**Problem requirements:**
Count the lines of the entries below that contain the string "steel", with case counting. Reply with the number alone.

Source records
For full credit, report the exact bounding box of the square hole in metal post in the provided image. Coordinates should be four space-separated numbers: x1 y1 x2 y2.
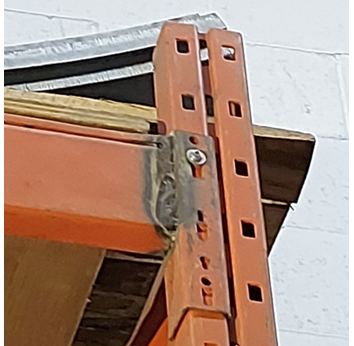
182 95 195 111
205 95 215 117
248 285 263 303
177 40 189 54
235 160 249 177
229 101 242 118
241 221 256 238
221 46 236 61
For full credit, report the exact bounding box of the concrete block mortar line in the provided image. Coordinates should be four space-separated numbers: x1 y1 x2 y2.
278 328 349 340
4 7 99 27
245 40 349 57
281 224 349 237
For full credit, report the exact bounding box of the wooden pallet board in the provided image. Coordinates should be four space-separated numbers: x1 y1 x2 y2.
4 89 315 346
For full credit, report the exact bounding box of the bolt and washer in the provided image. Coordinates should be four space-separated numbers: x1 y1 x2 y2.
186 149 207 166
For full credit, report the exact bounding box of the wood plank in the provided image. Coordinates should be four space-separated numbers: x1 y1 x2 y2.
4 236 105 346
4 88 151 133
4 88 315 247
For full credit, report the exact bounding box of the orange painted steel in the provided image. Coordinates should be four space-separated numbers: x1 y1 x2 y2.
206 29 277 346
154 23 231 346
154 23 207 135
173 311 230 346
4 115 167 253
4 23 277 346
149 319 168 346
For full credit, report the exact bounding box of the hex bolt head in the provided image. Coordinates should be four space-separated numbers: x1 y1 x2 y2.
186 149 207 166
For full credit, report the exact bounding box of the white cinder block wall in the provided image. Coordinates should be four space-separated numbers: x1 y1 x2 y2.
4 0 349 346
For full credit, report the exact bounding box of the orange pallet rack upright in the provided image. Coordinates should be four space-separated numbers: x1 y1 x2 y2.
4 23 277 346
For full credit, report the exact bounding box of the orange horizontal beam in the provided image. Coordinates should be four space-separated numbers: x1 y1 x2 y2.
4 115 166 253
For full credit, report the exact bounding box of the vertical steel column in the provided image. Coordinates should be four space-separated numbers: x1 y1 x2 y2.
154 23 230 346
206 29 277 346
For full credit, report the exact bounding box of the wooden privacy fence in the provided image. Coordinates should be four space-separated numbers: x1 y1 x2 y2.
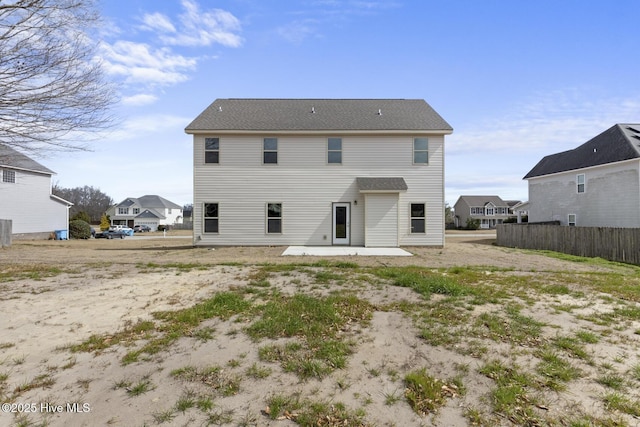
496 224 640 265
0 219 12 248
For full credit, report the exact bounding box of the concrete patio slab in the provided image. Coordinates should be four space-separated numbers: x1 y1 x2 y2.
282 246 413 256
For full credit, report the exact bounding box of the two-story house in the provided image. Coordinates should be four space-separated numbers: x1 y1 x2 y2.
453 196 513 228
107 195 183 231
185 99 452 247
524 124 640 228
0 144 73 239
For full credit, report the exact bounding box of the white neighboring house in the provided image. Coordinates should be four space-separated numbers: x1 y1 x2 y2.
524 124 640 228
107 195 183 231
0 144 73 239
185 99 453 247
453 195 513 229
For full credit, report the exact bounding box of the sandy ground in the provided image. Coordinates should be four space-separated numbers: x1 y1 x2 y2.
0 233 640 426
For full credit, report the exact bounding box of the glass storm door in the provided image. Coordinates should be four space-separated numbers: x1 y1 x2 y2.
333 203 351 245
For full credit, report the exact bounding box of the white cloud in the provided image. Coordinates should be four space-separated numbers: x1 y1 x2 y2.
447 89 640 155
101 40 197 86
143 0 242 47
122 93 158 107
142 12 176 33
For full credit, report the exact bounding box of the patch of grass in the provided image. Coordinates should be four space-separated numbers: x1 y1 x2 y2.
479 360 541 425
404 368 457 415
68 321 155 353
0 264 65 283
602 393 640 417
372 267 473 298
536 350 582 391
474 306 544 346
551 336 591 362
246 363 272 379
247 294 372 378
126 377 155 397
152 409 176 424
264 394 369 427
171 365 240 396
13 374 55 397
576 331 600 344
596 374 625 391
---
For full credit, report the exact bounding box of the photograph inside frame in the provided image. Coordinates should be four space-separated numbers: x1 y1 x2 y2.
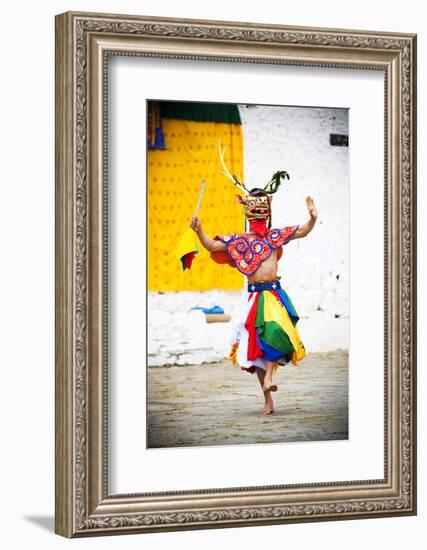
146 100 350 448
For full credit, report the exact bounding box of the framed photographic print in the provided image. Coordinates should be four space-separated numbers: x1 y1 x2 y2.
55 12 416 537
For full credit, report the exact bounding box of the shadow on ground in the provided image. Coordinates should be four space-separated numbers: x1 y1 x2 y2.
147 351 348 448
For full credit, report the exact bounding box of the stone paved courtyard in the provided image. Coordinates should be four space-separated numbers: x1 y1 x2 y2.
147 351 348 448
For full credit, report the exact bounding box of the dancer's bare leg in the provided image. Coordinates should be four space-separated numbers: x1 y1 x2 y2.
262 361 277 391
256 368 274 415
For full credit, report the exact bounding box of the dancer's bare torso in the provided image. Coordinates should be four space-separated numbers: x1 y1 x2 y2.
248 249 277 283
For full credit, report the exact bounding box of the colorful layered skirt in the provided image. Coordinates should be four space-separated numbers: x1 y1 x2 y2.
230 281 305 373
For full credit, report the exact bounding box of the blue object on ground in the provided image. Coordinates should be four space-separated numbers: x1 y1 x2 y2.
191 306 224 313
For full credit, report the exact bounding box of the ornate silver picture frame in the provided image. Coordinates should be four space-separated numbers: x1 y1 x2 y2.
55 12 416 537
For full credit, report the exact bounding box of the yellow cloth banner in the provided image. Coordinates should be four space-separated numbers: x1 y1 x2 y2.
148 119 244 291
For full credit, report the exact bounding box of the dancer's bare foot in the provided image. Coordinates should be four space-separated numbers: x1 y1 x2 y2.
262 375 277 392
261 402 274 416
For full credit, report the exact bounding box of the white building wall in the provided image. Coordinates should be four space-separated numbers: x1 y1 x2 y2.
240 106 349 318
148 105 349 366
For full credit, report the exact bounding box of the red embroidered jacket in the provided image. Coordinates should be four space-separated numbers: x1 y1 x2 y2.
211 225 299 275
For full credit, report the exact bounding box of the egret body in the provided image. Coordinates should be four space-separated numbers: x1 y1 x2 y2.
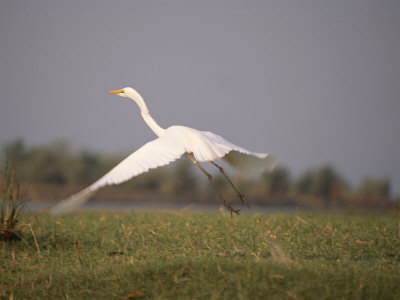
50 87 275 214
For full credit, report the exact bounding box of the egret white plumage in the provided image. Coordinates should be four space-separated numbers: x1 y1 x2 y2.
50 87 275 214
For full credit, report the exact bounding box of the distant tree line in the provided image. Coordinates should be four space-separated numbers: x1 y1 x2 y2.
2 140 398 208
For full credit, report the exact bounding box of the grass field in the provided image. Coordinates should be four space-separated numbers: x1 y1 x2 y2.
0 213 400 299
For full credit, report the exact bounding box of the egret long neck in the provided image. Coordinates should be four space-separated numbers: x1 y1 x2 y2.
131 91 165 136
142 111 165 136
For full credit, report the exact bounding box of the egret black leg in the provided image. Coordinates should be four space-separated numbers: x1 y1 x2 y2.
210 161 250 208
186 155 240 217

**Task solution:**
2